▸ Excerpted passage:
==============================

Women freedom fighters lost in the pages of history

Mahatma Gandhi once said “Man can never be a woman’s equal in the spirit of selfless service with which nature has endowed her“, about the brave women freedom fighters.

Despite being oppressed by the societal pressures, women too shouldered several critical responsibilities in the independence struggle.

1. Kanaklata Barua

  • Kanaklata Barua also called Birbala and Shaheed (martyr), was a freedom fighter and revolutionary from Assam and AISF leader who actively participated in the Quit India Movement.
  • During the Quit India Movement Barua joined the Mrityu Bahini, a death squad comprising groups of youth from the Gohpur sub division of Assam.
  • During the movement, the national flag had to be hoisted at the Gohpur police station
  • She laid down her life for the freedom of our country with the flag lifted high on her hand.

==============================

[Coordinate labeling records]
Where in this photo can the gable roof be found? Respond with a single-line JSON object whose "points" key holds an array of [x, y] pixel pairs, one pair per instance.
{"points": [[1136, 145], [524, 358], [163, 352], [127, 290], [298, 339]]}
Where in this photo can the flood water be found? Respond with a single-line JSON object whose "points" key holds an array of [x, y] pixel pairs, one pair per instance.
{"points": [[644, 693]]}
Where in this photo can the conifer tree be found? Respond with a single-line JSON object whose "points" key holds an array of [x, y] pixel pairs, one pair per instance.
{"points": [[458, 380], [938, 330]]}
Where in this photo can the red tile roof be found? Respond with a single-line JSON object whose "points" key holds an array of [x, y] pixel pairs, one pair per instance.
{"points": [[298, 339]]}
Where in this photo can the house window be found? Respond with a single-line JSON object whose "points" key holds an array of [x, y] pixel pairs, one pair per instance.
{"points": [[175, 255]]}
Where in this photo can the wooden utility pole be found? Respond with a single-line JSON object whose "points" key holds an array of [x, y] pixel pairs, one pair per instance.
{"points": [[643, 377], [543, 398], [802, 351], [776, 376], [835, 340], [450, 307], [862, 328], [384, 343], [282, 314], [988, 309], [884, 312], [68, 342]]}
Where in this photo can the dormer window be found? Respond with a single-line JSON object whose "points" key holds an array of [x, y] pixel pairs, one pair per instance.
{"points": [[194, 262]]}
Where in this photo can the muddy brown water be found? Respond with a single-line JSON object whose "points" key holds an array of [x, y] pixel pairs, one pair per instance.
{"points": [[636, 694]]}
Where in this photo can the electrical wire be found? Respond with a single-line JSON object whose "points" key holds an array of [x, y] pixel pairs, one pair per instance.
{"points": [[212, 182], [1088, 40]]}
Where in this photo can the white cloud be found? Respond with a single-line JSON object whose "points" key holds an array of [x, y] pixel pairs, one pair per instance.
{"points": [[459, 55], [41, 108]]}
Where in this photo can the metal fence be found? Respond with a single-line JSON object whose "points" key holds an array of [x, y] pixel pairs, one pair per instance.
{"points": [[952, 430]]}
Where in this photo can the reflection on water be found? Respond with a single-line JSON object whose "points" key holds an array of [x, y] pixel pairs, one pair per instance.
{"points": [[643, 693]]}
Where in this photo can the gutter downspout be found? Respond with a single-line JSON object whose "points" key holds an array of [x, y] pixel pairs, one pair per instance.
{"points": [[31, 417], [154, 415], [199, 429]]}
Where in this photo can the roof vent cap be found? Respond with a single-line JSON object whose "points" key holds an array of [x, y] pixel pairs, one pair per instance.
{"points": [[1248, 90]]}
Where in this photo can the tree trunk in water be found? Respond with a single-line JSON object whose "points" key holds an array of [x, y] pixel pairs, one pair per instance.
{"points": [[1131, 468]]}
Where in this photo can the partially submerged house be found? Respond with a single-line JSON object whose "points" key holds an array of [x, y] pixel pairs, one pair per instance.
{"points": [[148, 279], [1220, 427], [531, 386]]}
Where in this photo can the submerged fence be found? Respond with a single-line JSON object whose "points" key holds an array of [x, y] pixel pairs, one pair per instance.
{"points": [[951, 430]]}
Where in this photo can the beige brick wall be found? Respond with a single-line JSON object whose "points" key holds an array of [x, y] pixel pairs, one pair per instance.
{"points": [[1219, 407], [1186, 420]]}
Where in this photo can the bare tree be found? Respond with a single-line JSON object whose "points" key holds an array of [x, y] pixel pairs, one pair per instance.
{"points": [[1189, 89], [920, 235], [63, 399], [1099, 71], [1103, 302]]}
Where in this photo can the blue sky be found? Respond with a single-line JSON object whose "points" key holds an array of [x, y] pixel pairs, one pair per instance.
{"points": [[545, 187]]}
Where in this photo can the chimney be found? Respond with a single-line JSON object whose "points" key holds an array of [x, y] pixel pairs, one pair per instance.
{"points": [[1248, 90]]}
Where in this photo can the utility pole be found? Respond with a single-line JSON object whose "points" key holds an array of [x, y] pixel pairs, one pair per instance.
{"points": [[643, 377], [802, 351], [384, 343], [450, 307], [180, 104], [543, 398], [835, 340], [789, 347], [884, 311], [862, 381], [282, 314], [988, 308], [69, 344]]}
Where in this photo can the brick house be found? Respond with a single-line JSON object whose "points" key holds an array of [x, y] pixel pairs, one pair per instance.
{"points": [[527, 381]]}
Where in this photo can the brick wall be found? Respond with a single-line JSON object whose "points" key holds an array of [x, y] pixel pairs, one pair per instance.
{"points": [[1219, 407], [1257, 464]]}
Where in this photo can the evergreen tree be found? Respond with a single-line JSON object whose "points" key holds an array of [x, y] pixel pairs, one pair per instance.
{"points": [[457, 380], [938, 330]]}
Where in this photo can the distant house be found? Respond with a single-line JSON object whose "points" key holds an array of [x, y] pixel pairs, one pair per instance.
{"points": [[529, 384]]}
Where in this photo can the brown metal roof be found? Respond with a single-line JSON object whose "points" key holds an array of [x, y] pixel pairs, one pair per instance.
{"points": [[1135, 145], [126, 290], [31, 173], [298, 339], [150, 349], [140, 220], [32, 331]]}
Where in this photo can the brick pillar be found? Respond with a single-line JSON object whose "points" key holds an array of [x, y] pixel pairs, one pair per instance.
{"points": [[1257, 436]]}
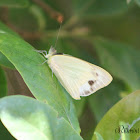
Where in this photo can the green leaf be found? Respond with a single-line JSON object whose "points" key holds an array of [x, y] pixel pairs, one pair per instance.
{"points": [[3, 84], [5, 62], [38, 77], [105, 98], [14, 3], [121, 60], [137, 2], [99, 7], [128, 111], [29, 119], [4, 29]]}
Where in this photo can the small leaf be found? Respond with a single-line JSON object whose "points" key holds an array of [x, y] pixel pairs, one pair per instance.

==============================

▸ Things to do:
1. Pull out every line of the records that contains the string "fence", matching case exactly.
2. Extend the piece on women freedom fighters in India's independence struggle, picking up right after its last sentence.

▸ Expected results:
1.
Where in this photo can the metal fence be found? Respond with a single-line JSON object whose "points" key holds an array of [x, y] pixel pairs, one pair per instance.
Where in this photo can the submerged fence be found? Respond with a single-line JSON object whose "points" key holds an array of [x, y] pixel pairs, one pair per instance.

2.
  • On the same day, at Berhampur in the Nagaon district, Bhogeswari Phukanani, was killed for the same reason by the British Police. She and her colleague Ratnamala were leading a procession at Berhampur.

2. Usha Mehta

  • Known as a child revolutionary, Usha Mehta was only eight when she participated in a protest march against the Simon against the British, even though her father, a judge under the British Raj, tried his best to dissuade her from participating in the freedom struggle.
  • After quitting her studies, she joined the Quit India Movement and dedicated herself to the struggle.
  • She is also remembered for broadcasting the Secret Congress Radio, an underground radio station, which was at function for few months during the Quit India Movement.
  • She and many other child independence enthusiasts participated in the protests against the British and protested in front of liquor shops.

3. Matangini Hazra

  • Matangini Hazra was an Indian revolutionary from Midnapore, West Bengal, who participated in the Freedom movement until she was shot dead by the British Indian police in front of the Tamluk Police Station in 1942.
  • Being an active member in the Quit India Movement and Non-Cooperation Movement, she kept shouting “Vande Mataram” till her last breath.
  • Because of her bravery Hazra was affectionately known as Gandhi buri, Bengali for old lady Gandhi.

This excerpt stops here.